### PROBLEM TO WORK ON
Repeat verbatim every line of the material, beginning at the line that holds "of the distant" and ending at its last line.
━━ MATERIAL TO PROCESS ━━
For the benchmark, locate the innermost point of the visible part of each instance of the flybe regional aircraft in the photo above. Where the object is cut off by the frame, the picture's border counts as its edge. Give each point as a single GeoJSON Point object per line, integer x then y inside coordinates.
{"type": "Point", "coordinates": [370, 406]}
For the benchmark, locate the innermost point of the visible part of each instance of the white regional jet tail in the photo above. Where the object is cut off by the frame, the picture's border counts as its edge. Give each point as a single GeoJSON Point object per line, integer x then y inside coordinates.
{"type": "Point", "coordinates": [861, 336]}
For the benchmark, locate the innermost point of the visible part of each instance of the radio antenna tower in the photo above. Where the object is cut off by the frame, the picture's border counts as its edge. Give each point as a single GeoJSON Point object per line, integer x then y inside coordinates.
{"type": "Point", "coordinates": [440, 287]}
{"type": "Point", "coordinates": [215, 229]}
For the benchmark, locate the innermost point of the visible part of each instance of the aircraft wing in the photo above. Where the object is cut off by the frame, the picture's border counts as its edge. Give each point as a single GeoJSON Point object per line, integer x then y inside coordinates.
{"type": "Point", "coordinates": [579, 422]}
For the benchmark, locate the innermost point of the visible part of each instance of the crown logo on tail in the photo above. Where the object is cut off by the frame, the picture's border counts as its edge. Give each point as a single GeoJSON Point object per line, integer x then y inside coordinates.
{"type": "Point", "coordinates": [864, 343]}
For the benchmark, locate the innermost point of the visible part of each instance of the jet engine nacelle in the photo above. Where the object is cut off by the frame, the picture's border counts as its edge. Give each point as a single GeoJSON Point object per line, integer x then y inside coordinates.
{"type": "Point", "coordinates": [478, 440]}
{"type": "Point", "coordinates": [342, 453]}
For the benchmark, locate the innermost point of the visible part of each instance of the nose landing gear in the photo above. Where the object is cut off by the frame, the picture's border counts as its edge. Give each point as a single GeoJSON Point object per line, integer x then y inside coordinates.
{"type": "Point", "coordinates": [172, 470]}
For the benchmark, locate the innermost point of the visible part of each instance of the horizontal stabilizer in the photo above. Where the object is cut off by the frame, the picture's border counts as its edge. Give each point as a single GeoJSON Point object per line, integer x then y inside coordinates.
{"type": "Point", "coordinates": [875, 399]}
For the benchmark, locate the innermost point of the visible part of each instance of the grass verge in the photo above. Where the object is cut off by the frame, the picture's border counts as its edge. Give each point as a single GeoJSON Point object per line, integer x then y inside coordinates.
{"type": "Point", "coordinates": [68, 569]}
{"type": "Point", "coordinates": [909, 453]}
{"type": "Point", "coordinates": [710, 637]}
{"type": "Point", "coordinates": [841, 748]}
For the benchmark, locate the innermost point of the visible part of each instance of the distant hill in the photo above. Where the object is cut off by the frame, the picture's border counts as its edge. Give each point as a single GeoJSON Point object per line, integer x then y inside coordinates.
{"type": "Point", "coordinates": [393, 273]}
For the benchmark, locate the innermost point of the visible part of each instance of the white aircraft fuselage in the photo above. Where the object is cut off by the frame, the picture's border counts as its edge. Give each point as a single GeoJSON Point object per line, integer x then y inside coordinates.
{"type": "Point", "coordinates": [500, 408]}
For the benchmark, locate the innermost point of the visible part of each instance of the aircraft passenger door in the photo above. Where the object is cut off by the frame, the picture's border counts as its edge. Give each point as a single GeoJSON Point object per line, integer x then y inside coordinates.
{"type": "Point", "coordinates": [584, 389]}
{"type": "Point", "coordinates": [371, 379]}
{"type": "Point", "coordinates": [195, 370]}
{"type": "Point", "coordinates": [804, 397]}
━━━
### THE COMPLETED TASK
For the benchmark, locate the innermost point of the visible part of each instance of the distant hill in the photo above. Where the object is cut off by the frame, the picture's border counts as its edge. Give each point as a single GeoJSON Point object per line, integer x then y inside coordinates.
{"type": "Point", "coordinates": [393, 273]}
For the benchmark, locate the innermost point of the visible part of each instance of the white aircraft fuselage in the photo above. Where the object is cut off by the frame, the picture's border counts as its edge. Give each point as a single GeoJSON Point object per line, integer x then y inside coordinates.
{"type": "Point", "coordinates": [500, 408]}
For the benchmark, locate the innermost point of the visible part of each instance of the aircraft passenger door in the photo above. Where the object is cut off by the frame, the picture's border counts as its edge. Give each point as a single GeoJSON Point object per line, integer x then y inside coordinates.
{"type": "Point", "coordinates": [584, 389]}
{"type": "Point", "coordinates": [371, 379]}
{"type": "Point", "coordinates": [195, 370]}
{"type": "Point", "coordinates": [804, 397]}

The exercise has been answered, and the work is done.